TO DO:
An exact restatement of the records below is expected.

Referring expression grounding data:
»»
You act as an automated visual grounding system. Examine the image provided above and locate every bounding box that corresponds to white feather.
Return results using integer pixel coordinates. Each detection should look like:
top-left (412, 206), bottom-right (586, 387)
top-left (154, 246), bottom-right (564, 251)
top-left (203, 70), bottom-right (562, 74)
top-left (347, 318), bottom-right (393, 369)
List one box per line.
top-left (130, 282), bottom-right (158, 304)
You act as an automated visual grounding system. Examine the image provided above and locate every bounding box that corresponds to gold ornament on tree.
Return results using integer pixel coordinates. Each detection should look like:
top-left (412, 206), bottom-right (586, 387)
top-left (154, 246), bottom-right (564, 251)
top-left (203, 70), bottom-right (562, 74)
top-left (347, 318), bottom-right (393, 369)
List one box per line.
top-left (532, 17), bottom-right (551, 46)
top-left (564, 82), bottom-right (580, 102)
««
ANSWER AREA:
You act as an automated visual grounding system. Examine the image provided above and locate every bounding box that corresponds to white feather.
Return results using integer pixel coordinates. Each detection should look like:
top-left (412, 206), bottom-right (586, 387)
top-left (154, 246), bottom-right (564, 251)
top-left (203, 70), bottom-right (562, 74)
top-left (347, 318), bottom-right (393, 369)
List one box per line.
top-left (130, 282), bottom-right (158, 304)
You act as an automated visual grounding system. Examine the image provided above and locate every bounding box that corresponds to gold ornament on tree.
Return results using integer pixel coordinates. Each detection should look like:
top-left (412, 206), bottom-right (586, 387)
top-left (154, 246), bottom-right (564, 251)
top-left (203, 70), bottom-right (562, 74)
top-left (347, 318), bottom-right (393, 369)
List one box per line.
top-left (532, 17), bottom-right (551, 46)
top-left (564, 82), bottom-right (580, 102)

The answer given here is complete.